WORK INSTRUCTIONS
Check each line of the data for "water", then give the number of lines that have it, without any other words.

(Image-backed grounding data)
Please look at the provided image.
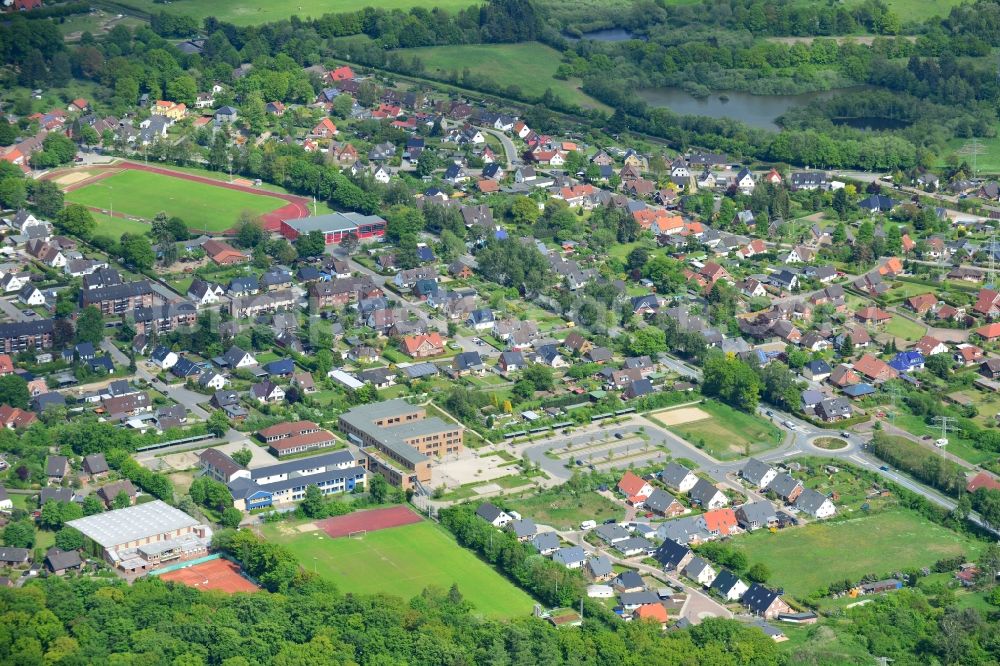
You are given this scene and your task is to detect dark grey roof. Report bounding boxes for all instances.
[587,555,613,577]
[660,462,694,488]
[0,547,31,563]
[684,556,714,578]
[654,538,692,568]
[744,583,782,613]
[615,570,645,590]
[767,473,802,498]
[552,545,586,566]
[736,500,777,527]
[645,488,679,513]
[46,547,82,571]
[508,518,537,538]
[530,532,560,553]
[620,590,660,606]
[475,502,506,523]
[80,280,152,306]
[39,487,73,504]
[82,453,109,475]
[615,537,654,554]
[595,523,629,543]
[740,458,774,486]
[794,488,832,515]
[688,478,723,506]
[711,569,745,596]
[46,455,68,477]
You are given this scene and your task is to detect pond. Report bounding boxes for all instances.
[637,87,840,131]
[565,28,639,42]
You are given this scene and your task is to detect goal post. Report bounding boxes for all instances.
[348,530,366,540]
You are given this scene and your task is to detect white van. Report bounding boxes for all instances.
[579,520,597,531]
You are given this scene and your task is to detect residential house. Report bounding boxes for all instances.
[688,478,727,509]
[401,333,445,359]
[740,458,777,490]
[735,501,778,532]
[767,473,803,503]
[654,538,694,572]
[744,584,793,619]
[661,463,698,493]
[530,532,561,556]
[915,335,949,357]
[645,488,685,518]
[853,354,899,383]
[618,470,654,505]
[46,455,70,482]
[794,488,836,519]
[711,570,749,601]
[552,546,587,569]
[684,557,718,587]
[250,380,285,404]
[475,502,511,527]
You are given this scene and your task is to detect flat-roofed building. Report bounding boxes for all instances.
[338,399,464,490]
[225,450,365,511]
[66,500,211,574]
[257,420,337,457]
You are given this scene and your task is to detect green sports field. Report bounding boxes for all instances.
[65,170,286,233]
[393,42,610,110]
[731,510,983,599]
[264,520,535,618]
[113,0,479,26]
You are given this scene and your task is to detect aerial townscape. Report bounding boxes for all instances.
[4,0,1000,664]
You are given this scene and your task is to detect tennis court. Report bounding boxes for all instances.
[159,557,259,593]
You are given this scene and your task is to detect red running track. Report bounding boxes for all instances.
[316,506,423,538]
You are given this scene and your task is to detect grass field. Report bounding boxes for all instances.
[732,510,983,599]
[660,400,782,460]
[939,126,1000,176]
[264,520,534,617]
[503,489,623,530]
[90,212,151,239]
[65,170,287,233]
[394,42,609,110]
[882,316,926,342]
[112,0,479,26]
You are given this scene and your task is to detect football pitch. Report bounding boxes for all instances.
[64,169,287,233]
[264,520,535,617]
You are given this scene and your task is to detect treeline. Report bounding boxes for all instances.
[440,504,589,610]
[868,432,967,497]
[0,566,789,665]
[213,528,307,592]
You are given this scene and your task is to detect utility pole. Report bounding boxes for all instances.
[932,415,955,457]
[885,383,902,427]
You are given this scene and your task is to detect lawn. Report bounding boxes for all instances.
[503,488,623,530]
[891,413,994,465]
[882,316,926,342]
[264,520,534,618]
[111,0,480,26]
[732,510,983,600]
[660,400,783,460]
[393,42,609,110]
[64,169,287,233]
[90,212,151,240]
[939,125,1000,176]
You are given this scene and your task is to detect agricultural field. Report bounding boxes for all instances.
[264,519,534,618]
[503,488,623,530]
[394,42,610,111]
[654,400,782,460]
[731,510,983,600]
[110,0,480,26]
[64,169,287,233]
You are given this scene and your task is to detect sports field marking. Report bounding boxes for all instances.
[649,406,711,426]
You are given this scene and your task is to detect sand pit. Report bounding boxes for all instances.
[54,171,95,186]
[649,406,711,426]
[297,523,319,533]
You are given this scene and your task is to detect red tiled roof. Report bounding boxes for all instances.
[617,471,649,497]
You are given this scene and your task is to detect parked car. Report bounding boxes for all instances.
[580,520,597,530]
[614,432,624,439]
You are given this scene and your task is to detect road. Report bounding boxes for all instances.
[480,127,517,169]
[0,297,28,322]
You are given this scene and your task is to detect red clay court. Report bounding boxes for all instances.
[159,557,260,593]
[316,506,423,538]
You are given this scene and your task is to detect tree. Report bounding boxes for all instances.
[2,520,34,548]
[55,204,96,238]
[339,231,359,254]
[626,246,649,272]
[75,306,104,346]
[840,335,853,358]
[300,484,324,518]
[82,494,103,516]
[220,507,242,528]
[207,410,229,438]
[926,353,953,379]
[0,374,29,409]
[522,364,555,392]
[112,490,132,509]
[369,474,389,504]
[236,214,265,248]
[30,180,65,218]
[746,562,770,583]
[0,178,27,210]
[295,230,326,258]
[166,75,197,106]
[331,94,354,119]
[119,233,155,270]
[55,527,84,551]
[629,327,667,357]
[231,448,253,467]
[510,196,540,226]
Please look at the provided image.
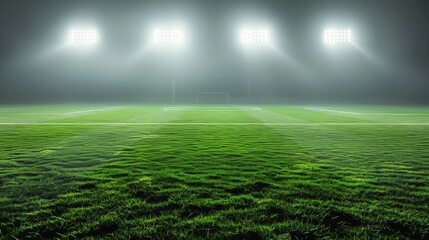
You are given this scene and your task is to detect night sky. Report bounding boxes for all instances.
[0,0,428,104]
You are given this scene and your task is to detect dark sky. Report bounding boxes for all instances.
[0,0,428,104]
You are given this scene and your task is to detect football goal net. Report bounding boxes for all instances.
[195,92,231,104]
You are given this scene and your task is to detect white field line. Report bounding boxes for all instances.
[0,112,72,116]
[5,110,427,116]
[63,107,122,115]
[360,113,429,116]
[304,107,429,116]
[0,107,123,115]
[163,107,261,111]
[0,113,66,114]
[0,122,428,126]
[0,105,58,110]
[304,107,362,115]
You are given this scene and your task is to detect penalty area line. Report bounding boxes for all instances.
[64,107,122,115]
[0,105,59,110]
[0,122,429,126]
[304,107,429,116]
[304,107,362,115]
[163,107,261,111]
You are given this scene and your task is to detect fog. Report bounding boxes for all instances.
[0,0,428,104]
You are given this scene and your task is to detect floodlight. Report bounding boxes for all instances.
[240,29,268,44]
[324,29,351,44]
[70,29,99,44]
[154,29,184,43]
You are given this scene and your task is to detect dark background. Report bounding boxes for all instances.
[0,0,428,104]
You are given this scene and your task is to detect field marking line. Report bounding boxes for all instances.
[0,107,123,115]
[304,107,362,115]
[0,112,67,114]
[0,105,58,110]
[1,122,429,126]
[304,107,429,116]
[163,107,261,111]
[63,107,122,115]
[4,109,425,115]
[361,113,429,116]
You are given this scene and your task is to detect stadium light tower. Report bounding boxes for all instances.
[239,28,269,103]
[153,28,184,104]
[70,29,99,45]
[323,29,352,44]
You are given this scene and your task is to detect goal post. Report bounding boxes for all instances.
[195,92,231,104]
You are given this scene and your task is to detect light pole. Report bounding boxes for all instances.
[154,29,184,104]
[239,28,268,103]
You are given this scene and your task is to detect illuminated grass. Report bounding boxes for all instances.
[0,105,428,239]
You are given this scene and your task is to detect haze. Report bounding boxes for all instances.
[0,0,428,104]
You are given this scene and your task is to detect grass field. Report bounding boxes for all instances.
[1,105,428,239]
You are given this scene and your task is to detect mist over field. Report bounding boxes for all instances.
[0,0,428,104]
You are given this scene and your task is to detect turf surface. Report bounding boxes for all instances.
[0,105,428,239]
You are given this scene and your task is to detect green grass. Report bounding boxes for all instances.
[1,105,428,239]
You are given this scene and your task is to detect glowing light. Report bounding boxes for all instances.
[324,29,351,44]
[240,29,268,44]
[70,29,99,44]
[154,29,184,43]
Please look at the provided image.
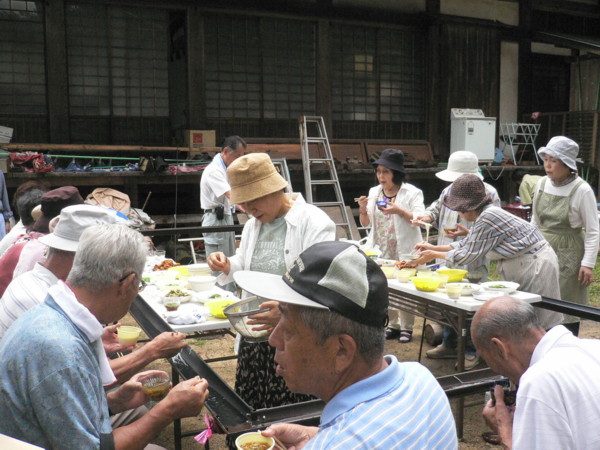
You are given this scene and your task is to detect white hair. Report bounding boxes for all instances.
[66,224,146,291]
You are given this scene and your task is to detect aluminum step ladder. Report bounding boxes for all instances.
[299,115,356,241]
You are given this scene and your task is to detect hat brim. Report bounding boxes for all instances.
[233,271,329,311]
[372,158,405,173]
[537,147,578,171]
[443,194,491,212]
[436,169,484,182]
[38,233,78,252]
[230,173,288,205]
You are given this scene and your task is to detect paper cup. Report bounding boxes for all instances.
[117,326,141,346]
[446,284,463,300]
[235,432,275,450]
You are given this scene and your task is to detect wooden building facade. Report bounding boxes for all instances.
[1,0,599,158]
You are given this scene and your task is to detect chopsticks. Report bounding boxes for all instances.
[273,436,288,450]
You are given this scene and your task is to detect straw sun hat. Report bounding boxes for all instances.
[228,153,288,204]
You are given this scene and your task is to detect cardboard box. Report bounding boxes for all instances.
[184,130,216,148]
[0,126,13,144]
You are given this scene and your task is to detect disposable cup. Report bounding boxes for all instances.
[235,432,275,450]
[446,284,463,300]
[139,372,170,402]
[117,326,141,346]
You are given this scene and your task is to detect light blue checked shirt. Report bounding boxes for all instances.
[304,355,458,450]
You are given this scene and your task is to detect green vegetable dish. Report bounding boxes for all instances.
[489,284,506,289]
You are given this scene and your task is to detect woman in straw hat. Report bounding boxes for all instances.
[356,148,425,344]
[414,174,563,332]
[208,153,335,412]
[531,136,599,336]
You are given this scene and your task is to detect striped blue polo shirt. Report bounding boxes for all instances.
[304,355,458,450]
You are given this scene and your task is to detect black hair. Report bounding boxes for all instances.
[16,188,46,226]
[221,135,247,153]
[512,169,527,183]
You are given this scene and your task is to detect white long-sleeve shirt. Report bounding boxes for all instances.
[531,176,599,268]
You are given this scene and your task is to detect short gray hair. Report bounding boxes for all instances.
[472,298,541,352]
[67,224,146,291]
[297,306,384,364]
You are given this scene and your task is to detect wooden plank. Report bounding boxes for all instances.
[44,0,70,143]
[187,8,205,129]
[2,144,219,153]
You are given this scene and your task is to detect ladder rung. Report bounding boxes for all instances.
[306,137,328,142]
[308,158,333,163]
[310,180,336,185]
[314,201,345,207]
[334,223,351,227]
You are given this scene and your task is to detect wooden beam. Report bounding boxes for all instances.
[316,19,332,136]
[44,0,70,143]
[186,7,205,129]
[2,143,219,153]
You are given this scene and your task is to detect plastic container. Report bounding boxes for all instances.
[224,297,271,342]
[446,283,463,299]
[206,299,239,319]
[235,432,275,450]
[410,276,442,292]
[436,268,468,283]
[188,275,217,292]
[117,326,142,346]
[187,263,212,277]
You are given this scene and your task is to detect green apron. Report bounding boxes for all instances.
[535,177,586,323]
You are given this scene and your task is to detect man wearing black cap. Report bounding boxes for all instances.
[234,241,457,449]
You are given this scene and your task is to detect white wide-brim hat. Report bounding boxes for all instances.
[39,204,128,252]
[537,136,583,172]
[436,150,484,182]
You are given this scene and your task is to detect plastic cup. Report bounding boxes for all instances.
[396,272,411,283]
[155,250,166,260]
[435,274,449,288]
[163,296,181,312]
[139,372,171,402]
[446,284,463,300]
[235,432,275,450]
[117,326,141,346]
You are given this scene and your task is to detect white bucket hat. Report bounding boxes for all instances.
[38,204,128,252]
[537,136,583,171]
[436,151,483,182]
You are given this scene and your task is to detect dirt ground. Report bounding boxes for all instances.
[122,314,600,449]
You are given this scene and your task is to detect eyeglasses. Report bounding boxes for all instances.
[119,272,146,291]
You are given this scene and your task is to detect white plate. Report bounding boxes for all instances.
[162,288,194,304]
[473,291,506,302]
[480,281,520,294]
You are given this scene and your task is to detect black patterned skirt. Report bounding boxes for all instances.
[235,338,314,409]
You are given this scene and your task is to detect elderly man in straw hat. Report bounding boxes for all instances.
[472,296,600,449]
[234,241,457,449]
[414,151,500,369]
[415,174,563,332]
[0,224,209,449]
[208,152,335,416]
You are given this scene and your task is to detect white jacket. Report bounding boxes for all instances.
[217,193,336,285]
[364,183,425,257]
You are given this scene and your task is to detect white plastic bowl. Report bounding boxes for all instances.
[188,275,217,292]
[187,263,212,277]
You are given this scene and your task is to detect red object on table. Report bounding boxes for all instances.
[503,203,531,221]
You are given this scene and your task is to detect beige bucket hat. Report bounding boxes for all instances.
[228,153,288,204]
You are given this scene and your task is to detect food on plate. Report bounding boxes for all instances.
[153,259,181,271]
[395,260,418,270]
[488,284,506,289]
[165,289,188,297]
[209,293,222,299]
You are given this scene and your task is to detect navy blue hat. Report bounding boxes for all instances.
[373,148,405,173]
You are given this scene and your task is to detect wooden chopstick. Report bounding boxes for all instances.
[273,436,288,450]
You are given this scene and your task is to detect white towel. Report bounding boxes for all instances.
[49,281,117,386]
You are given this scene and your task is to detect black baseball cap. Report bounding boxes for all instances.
[233,241,389,327]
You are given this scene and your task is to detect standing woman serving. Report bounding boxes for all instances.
[531,136,599,336]
[208,153,335,412]
[357,149,424,343]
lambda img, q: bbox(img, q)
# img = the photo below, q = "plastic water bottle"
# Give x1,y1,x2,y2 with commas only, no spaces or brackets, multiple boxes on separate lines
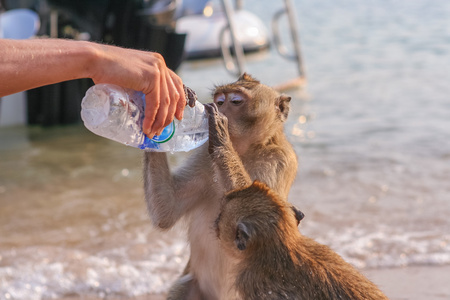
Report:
80,84,209,152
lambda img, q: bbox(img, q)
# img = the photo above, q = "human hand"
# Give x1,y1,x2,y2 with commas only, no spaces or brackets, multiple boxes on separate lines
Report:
90,44,186,138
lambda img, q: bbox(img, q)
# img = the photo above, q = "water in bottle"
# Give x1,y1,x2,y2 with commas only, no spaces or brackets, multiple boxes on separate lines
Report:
80,84,209,152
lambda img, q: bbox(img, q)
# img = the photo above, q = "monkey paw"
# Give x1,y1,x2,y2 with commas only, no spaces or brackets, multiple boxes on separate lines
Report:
205,103,230,155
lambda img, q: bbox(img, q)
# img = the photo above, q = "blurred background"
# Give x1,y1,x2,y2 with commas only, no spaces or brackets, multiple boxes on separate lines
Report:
1,0,450,299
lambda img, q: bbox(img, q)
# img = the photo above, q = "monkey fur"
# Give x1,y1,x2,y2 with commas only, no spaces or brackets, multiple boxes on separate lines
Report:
215,181,389,300
143,73,298,299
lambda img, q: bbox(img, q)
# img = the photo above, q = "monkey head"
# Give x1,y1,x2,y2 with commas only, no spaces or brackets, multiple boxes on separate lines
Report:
215,181,304,258
212,73,291,143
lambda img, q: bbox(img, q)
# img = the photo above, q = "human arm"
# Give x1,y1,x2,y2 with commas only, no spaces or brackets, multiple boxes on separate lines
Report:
0,38,185,137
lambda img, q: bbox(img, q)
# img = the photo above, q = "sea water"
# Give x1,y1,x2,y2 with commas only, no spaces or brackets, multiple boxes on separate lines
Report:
1,0,450,298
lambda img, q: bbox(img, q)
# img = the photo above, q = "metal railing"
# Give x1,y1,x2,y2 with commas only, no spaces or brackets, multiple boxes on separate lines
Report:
219,0,306,90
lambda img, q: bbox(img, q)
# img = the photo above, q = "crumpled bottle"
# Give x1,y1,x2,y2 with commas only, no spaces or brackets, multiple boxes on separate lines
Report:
81,84,208,152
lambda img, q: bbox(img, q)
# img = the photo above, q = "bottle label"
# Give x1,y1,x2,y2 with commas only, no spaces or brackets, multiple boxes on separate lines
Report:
138,121,175,150
151,121,175,143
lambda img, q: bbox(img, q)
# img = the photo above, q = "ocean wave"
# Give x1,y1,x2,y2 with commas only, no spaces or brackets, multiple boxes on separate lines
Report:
0,243,188,300
1,229,449,299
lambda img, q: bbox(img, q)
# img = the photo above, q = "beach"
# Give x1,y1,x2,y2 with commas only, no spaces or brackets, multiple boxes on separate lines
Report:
1,0,450,299
55,266,450,300
54,266,450,300
364,266,450,300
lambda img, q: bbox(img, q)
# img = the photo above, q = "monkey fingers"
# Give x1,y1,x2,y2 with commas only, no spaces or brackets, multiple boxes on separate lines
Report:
183,85,198,108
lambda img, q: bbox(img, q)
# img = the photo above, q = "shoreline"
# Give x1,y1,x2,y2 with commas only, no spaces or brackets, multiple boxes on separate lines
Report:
57,265,450,300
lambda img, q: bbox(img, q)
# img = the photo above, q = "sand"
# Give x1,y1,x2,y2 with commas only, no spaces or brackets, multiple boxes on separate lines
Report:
58,265,450,300
363,265,450,300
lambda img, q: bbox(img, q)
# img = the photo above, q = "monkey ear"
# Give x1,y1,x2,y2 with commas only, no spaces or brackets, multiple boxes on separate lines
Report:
276,95,291,122
238,73,259,83
238,73,249,81
235,222,252,251
291,205,305,226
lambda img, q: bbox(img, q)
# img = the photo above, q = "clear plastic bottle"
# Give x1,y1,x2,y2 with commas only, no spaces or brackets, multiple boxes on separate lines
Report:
80,84,209,152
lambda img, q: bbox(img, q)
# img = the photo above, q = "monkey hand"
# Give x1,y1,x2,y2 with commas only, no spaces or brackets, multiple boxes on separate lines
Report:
205,103,231,155
184,85,197,108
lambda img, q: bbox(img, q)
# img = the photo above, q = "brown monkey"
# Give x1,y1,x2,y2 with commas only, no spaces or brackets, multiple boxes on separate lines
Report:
143,73,298,299
215,181,389,300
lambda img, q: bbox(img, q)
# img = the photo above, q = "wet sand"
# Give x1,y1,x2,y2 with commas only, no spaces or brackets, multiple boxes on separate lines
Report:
363,265,450,300
57,265,450,299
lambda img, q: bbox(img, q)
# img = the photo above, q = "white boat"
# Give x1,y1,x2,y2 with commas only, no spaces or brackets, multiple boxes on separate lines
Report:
176,8,270,59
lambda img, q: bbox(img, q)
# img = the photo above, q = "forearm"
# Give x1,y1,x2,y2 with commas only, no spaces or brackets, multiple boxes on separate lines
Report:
0,38,185,136
143,152,181,229
0,39,97,96
212,145,252,192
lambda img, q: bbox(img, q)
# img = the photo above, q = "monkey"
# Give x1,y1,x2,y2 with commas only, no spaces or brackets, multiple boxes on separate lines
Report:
143,73,298,299
215,180,389,300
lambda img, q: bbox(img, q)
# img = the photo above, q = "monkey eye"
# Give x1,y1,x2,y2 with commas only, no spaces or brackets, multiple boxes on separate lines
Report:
215,94,225,106
229,93,244,106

REPLY
3